(Coordinate labeling data)
--- Start ---

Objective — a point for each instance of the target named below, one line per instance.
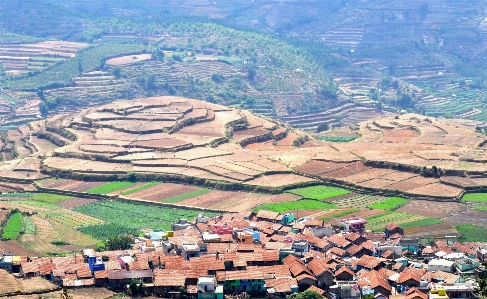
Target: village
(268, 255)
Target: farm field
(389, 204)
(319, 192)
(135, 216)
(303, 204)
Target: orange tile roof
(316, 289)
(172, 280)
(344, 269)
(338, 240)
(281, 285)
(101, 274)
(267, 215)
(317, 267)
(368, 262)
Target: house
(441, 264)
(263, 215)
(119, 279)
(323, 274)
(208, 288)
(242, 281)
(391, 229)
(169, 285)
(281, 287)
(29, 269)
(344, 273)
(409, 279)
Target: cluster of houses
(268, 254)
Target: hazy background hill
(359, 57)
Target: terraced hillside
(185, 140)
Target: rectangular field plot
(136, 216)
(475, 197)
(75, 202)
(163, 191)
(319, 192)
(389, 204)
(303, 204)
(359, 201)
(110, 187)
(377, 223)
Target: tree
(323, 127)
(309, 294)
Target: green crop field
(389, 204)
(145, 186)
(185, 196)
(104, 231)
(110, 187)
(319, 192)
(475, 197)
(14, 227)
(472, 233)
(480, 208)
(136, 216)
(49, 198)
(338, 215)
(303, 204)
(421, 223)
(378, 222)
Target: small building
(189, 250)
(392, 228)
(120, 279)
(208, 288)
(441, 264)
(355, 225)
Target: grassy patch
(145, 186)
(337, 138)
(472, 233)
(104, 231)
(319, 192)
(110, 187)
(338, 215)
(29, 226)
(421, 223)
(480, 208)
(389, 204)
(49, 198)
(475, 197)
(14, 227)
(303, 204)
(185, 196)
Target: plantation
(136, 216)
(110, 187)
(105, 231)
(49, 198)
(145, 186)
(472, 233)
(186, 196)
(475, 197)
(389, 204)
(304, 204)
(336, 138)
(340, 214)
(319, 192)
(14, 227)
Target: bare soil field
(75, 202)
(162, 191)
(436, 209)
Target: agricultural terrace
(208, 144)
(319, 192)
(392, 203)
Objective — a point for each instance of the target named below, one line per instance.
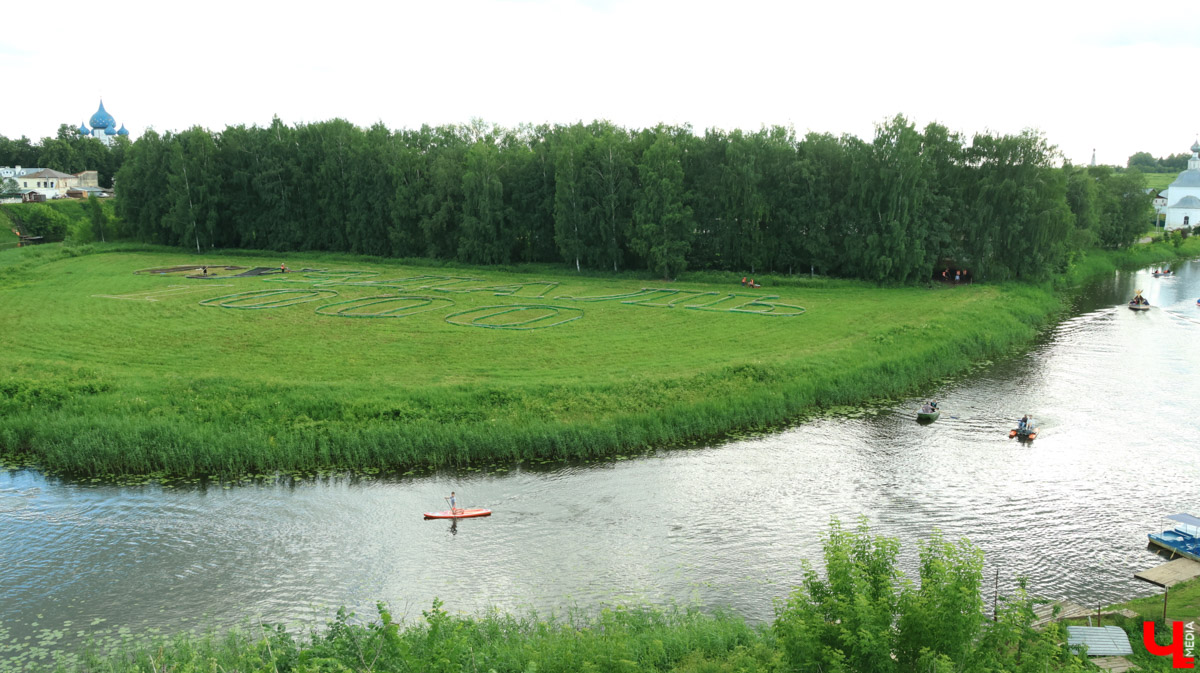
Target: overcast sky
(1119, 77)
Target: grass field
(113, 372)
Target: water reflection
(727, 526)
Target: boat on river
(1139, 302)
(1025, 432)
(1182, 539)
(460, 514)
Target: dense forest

--- End ---
--- Start ---

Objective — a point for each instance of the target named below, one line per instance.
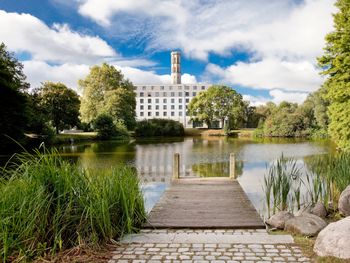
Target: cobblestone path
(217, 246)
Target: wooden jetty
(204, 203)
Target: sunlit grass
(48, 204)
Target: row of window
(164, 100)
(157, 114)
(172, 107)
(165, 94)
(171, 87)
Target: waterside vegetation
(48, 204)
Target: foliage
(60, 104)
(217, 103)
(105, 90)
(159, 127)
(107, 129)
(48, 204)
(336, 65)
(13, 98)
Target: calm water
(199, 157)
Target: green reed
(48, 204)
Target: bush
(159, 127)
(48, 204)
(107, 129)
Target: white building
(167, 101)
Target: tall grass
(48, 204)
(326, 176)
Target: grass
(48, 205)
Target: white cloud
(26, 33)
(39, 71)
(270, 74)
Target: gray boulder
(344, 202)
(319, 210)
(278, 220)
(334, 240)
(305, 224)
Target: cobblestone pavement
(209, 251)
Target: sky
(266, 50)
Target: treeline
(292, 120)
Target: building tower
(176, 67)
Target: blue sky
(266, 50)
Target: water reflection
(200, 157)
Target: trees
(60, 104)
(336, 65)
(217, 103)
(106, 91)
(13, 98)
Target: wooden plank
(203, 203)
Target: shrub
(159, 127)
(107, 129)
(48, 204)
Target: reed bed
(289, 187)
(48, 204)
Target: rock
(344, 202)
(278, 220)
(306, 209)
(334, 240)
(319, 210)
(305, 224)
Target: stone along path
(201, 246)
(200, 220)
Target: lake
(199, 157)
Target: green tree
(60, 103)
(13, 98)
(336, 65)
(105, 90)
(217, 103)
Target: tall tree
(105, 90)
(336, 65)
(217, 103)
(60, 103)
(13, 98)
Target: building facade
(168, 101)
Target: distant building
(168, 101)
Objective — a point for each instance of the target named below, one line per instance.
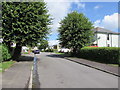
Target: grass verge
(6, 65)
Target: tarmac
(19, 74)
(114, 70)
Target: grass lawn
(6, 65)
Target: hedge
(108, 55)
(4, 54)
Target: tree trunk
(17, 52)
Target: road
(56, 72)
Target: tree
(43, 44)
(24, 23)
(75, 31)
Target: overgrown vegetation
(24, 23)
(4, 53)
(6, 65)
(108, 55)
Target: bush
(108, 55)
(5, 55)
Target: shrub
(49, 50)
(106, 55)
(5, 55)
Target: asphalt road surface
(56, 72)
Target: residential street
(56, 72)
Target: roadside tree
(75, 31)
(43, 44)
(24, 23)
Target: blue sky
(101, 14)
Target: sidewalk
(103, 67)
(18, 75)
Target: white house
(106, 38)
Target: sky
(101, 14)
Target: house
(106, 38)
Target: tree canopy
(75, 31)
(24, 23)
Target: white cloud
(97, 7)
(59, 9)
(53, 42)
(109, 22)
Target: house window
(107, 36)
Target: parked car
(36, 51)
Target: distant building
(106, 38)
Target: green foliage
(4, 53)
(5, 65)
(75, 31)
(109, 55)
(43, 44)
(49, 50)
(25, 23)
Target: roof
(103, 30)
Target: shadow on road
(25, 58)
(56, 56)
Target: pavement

--- End ---

→ WHAT THE TASK REQUIRES:
Repeat, word for word, the stretch of the records from the line containing "Target: parked car" through the line containing "Target: pavement".

→ OUTPUT FOR THIS TASK:
Target: parked car
(36, 51)
Target: distant building
(106, 38)
Target: green foliage
(4, 53)
(5, 65)
(75, 31)
(109, 55)
(43, 44)
(49, 50)
(25, 23)
Target: roof
(103, 30)
Target: shadow on road
(25, 58)
(56, 56)
Target: pavement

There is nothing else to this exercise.